* **Brief**:
Your copy should match the listing word for word, apart from the pictures, which are left out.

◇ ◇ ◇ ◇

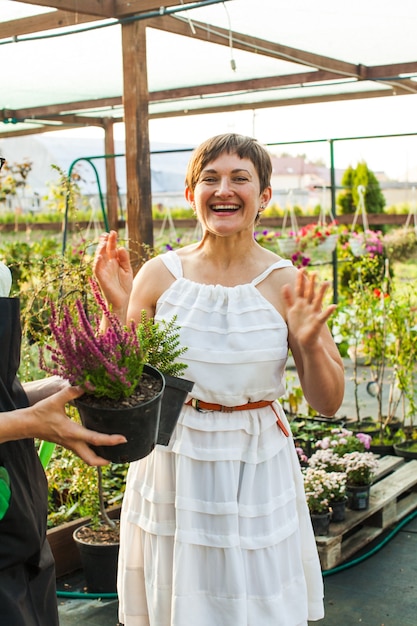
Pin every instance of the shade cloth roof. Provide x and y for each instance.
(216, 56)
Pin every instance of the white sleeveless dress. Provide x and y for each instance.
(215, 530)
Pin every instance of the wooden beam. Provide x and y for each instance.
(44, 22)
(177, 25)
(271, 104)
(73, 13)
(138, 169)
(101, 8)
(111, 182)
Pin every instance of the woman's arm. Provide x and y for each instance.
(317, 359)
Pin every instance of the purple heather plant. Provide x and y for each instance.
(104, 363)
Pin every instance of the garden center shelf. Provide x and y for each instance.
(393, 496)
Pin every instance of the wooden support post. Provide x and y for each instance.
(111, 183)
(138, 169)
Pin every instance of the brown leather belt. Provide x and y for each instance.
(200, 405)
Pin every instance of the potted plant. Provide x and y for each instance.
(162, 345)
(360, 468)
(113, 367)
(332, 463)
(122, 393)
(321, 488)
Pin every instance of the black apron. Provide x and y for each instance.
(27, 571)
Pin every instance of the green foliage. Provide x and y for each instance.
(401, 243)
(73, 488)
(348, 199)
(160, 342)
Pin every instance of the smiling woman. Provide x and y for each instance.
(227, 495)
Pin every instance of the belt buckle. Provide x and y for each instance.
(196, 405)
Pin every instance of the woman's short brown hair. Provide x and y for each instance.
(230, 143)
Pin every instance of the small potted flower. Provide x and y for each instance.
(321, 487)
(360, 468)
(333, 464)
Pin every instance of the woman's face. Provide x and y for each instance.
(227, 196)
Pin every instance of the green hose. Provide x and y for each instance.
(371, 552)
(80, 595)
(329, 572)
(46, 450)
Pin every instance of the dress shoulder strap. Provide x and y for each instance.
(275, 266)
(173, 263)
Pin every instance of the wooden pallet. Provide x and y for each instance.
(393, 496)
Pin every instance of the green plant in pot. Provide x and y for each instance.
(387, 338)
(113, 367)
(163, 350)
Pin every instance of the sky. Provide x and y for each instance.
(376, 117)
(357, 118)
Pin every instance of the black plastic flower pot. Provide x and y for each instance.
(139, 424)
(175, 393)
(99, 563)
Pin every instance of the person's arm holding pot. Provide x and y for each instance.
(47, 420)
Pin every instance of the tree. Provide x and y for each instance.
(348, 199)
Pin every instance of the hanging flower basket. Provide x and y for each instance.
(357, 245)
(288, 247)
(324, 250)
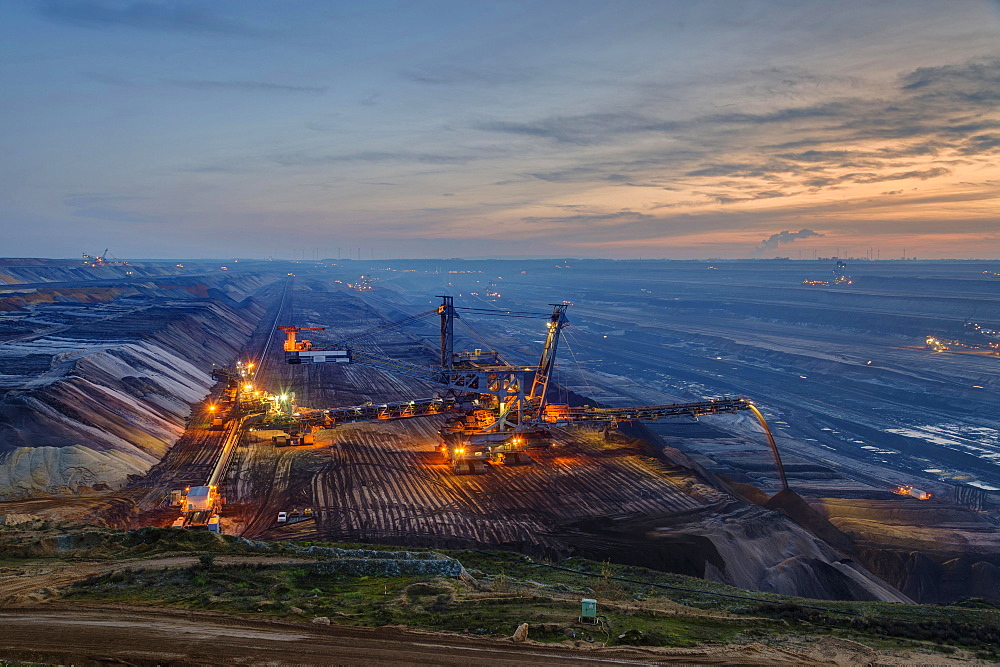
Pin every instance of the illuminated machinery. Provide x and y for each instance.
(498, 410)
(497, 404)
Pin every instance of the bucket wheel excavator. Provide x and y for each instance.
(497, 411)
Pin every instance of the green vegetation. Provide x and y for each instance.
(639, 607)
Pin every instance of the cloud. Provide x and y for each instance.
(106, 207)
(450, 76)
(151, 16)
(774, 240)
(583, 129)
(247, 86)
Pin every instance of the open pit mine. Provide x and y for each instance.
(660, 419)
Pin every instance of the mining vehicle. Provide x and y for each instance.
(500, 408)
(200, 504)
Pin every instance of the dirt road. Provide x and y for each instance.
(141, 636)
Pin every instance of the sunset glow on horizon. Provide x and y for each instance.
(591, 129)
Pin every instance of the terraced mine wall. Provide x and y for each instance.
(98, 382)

◇ ◇ ◇ ◇

* **Answer box**:
Pin every instance of the shade cloth roof. Provide x and y for each instance.
(216, 56)
Pin every instance of the white sleeveless dress. Provide x and y for each instance.
(215, 530)
Pin every instance of the wooden beam. Provide x and y for each instance.
(44, 22)
(177, 25)
(271, 104)
(73, 13)
(138, 169)
(101, 8)
(111, 182)
Pin every instance of the woman's arm. Provide x and y for each instance.
(317, 359)
Pin every instance of the purple heather plant. Provide x and y for each instance.
(104, 363)
Pin every instance of the garden center shelf. Provide x and y for each instance.
(393, 496)
Pin every instance of the wooden support post. Provide x and y for each instance.
(111, 183)
(138, 169)
Pin every instance of the brown leather belt. Provide x and y for each instance.
(200, 405)
Pin every instance of the potted plant. Provide x and y for each instance.
(162, 345)
(360, 468)
(113, 367)
(332, 463)
(122, 393)
(321, 488)
Pin every instance of the black apron. Provide x and y for each instance.
(27, 571)
Pin every instance of the green foliage. Provide x and y for each instance.
(401, 243)
(73, 488)
(348, 199)
(160, 342)
Pin every instance of the smiling woman. Provide x and y for each instance.
(227, 495)
Pin every instance of the belt buckle. Provide x and y for each instance.
(196, 405)
Pin every instance of the woman's short brown hair. Provide x and y for each instance.
(230, 143)
Pin every instance of the small potted flower. Provide x and y for each instance.
(321, 487)
(360, 468)
(333, 464)
Pin every instance of the woman's face. Provide x and y for each instance.
(227, 196)
Pin every instance of the green hose. Provide x and y for each instance.
(371, 552)
(80, 595)
(329, 572)
(46, 450)
Pin every instance of the dress shoulder strap. Provide x and y for each instance.
(275, 266)
(173, 263)
Pin every instance of the wooden pallet. Provide x and y for each instance.
(393, 496)
Pin every instance of the green plant in pot. Provide x and y for each instance.
(387, 338)
(113, 367)
(163, 350)
Pin every instance of the sky. Provide x and y for each instance.
(376, 117)
(357, 118)
Pin every instance of the black plastic flower pot. Provide x and y for each instance.
(139, 424)
(175, 393)
(99, 563)
Pin every instance of the person's arm holding pot. Provide x and y for each instance.
(47, 420)
Pin every instance of the tree. Provide x and y for each instance.
(348, 199)
Pin every instance of the hanging flower basket. Provide x and y for each instance.
(357, 245)
(288, 247)
(324, 250)
Pin every instance of the illuminated machinery. Provide x and y for each instance.
(498, 410)
(497, 404)
Pin every instance of the bucket wheel excavator. Provide x and y for each instance.
(497, 411)
Pin every instance of the green vegetation. Provide x and y for each instance.
(639, 607)
Pin every instance of the cloud. Provide x and y for each instance.
(106, 207)
(450, 76)
(151, 16)
(774, 240)
(583, 129)
(247, 86)
Pin every instance of the open pit mine. Provide x and y for each instance.
(660, 419)
Pin every instance of the mining vehicle. Provide x and y for each instance.
(500, 408)
(200, 504)
Pin every instance of the dirt road. Provide x and y for each instance.
(141, 636)
Pin every instance of the sunset glow on horizon. Provide x and y for each instance.
(591, 129)
Pin every instance of the terraced mine wall. Provide x and y for each instance.
(98, 382)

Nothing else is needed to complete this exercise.